(Data entries)
***
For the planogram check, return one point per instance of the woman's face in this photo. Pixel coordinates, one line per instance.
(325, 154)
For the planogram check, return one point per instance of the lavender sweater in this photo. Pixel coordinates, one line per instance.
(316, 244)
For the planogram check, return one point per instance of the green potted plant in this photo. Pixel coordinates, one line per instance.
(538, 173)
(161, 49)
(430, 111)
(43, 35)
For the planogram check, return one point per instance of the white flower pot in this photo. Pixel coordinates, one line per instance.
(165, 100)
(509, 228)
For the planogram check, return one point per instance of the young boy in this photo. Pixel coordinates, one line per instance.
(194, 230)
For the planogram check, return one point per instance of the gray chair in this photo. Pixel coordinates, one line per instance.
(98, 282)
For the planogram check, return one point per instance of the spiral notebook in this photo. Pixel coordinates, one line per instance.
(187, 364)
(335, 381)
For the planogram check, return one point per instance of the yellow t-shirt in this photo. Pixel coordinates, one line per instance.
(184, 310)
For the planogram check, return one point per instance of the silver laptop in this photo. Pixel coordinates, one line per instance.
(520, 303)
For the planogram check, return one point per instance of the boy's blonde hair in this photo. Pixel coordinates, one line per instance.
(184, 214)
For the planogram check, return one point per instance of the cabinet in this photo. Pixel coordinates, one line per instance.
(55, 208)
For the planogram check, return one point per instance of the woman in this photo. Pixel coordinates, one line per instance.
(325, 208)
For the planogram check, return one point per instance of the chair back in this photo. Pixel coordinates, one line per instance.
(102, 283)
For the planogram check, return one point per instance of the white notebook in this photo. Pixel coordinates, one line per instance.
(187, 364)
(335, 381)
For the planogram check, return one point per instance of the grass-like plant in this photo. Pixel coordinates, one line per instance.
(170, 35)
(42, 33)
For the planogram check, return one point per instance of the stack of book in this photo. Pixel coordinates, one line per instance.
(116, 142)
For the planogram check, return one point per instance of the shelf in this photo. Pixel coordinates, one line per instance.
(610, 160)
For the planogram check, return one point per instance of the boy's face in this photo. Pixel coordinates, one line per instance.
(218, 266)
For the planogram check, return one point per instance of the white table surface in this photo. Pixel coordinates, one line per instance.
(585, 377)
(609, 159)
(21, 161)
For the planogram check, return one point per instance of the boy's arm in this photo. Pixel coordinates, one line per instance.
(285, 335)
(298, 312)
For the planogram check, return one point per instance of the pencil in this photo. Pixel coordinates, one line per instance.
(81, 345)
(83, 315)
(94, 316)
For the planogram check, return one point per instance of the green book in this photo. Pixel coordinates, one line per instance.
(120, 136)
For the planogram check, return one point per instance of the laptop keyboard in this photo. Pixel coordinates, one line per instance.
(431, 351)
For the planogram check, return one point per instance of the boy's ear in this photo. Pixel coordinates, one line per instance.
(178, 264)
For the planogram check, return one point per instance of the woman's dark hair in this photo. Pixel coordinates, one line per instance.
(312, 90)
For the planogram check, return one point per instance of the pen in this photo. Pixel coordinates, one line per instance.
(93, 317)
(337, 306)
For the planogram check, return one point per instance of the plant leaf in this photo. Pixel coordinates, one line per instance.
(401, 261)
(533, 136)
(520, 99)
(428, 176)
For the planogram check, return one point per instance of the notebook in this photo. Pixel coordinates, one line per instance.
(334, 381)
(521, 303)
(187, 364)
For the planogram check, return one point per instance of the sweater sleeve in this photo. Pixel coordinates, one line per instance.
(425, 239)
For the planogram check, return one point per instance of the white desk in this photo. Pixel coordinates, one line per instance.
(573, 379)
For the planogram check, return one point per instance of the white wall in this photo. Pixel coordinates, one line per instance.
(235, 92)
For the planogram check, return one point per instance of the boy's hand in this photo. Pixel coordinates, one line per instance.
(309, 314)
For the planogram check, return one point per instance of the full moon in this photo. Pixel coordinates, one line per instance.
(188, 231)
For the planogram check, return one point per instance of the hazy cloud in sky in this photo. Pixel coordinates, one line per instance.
***
_THE PROBLEM_:
Transcribe all of the lines in the records precisely.

_SOLVED PROBLEM_:
For the planogram check, return one point per instance of the woman's face in this photo. Pixel coordinates, one line per instance.
(325, 154)
For the planogram check, return one point per instance of the lavender sweater in this photo. Pixel coordinates, one line per instance.
(316, 244)
For the planogram check, return one point per instance of the green potted plant in this photo. Pixel coordinates, one line per instance.
(538, 173)
(161, 49)
(430, 111)
(43, 35)
For the planogram check, return one point per instance of the white flower pot in this photo. Pixel coordinates, one line per instance.
(165, 100)
(509, 228)
For the planogram check, return one point per instance of the young boy in this photo. Pixel coordinates, one line per instance.
(194, 230)
For the planogram check, return one point per instance of the gray chair in this photo. Pixel coordinates, one line per instance.
(98, 282)
For the planogram check, return one point per instance of the spiral notebook in this photo. Pixel coordinates, one line per instance.
(187, 364)
(335, 381)
For the planogram check, return one point per instance of the yellow t-shirt in this photo. Pixel coordinates, one line per instance.
(184, 310)
For the planogram check, return one point per instance of the silver laptop in this photo. Pixel coordinates, one line per instance.
(520, 303)
For the planogram check, return one point per instance of the boy's blonde hair in this photo. Pixel coordinates, one line per instance.
(184, 214)
For the planogram check, return one point per instance of the cabinet in this photo. Pixel coordinates, one line per instance.
(55, 208)
For the planogram check, return one point per instance of the woman in this photo. Pixel coordinates, one line per instance.
(325, 208)
For the planogram check, return one point per instance of the chair back in this photo. Pixel coordinates, one line per instance.
(102, 283)
For the planogram check, return one point per instance of the white notebook in this photo. Pixel coordinates, one line per instance.
(187, 364)
(335, 381)
For the planogram check, return one point per instance of the grass-like plant in this photo. Pixel coordinates, one line per instance.
(170, 35)
(42, 33)
For the planogram check, return one point per instance of the stack of book in this photo. Pixel coordinates, one line per instance.
(116, 142)
For the planogram check, return one point per instance of the shelf in this photo. Pixel coordinates, one line per instance.
(610, 160)
For the planogram check, return one point per instance of the boy's face in this photo. Pixel coordinates, one line per instance.
(218, 266)
For the planogram check, return one point per instance of the white table surface in this photo. Pixel coordinates, one line per instance.
(585, 377)
(609, 159)
(21, 161)
For the planogram check, return one point per instance of the boy's arm in this photo. Pixel coordinates, one line per instance.
(285, 335)
(298, 312)
For the planogram check, return one point per instance of the pencil in this photo. Pixel coordinates, one line per instance.
(81, 345)
(83, 315)
(94, 316)
For the planogram check, return one point per instance of the green book in this photo. Pixel coordinates, one line per instance.
(120, 136)
For the planogram check, return one point per instance of the laptop keyboard in this photo. Pixel coordinates, one line per instance.
(431, 351)
For the planogram check, return one point per instance of the boy's ear in this photo. Pixel coordinates, one line per instance.
(178, 264)
For the planogram check, return one point per instance of the woman's dark hair in this photo. Pixel coordinates, one line per instance.
(312, 90)
For the planogram check, return one point per instance of the pen in this photo. Pixel coordinates, one line per instance.
(93, 317)
(337, 306)
For the planogram check, return one point per instance of the plant leaf in this photo. Pixel coordinates, one line per instance.
(401, 261)
(533, 136)
(520, 99)
(428, 176)
For the planogram check, return one point per instance of the notebook in this photo. Pixel coordinates, one line per instance.
(334, 381)
(521, 303)
(187, 364)
For the planogram check, return one point per instance of the sweater sleeve in this photo. Pixel coordinates, one line per instance.
(425, 239)
For the planogram check, return one point per instance of the white desk in this photo. Pixel coordinates, one line per instance.
(573, 379)
For the planogram check, return one point per instance of the white wall in this photo. Pixel coordinates, one line per instance.
(235, 92)
For the planogram check, return one point per instance of the boy's hand in this photo. Pixel coordinates, one line per instance.
(309, 314)
For the planogram check, return one point per instance of the full moon in this photo. Pixel coordinates, one line per instance.
(188, 231)
For the planogram check, return one point per instance of the hazy cloud in sky in this photo. Pixel coordinates, one line per instance.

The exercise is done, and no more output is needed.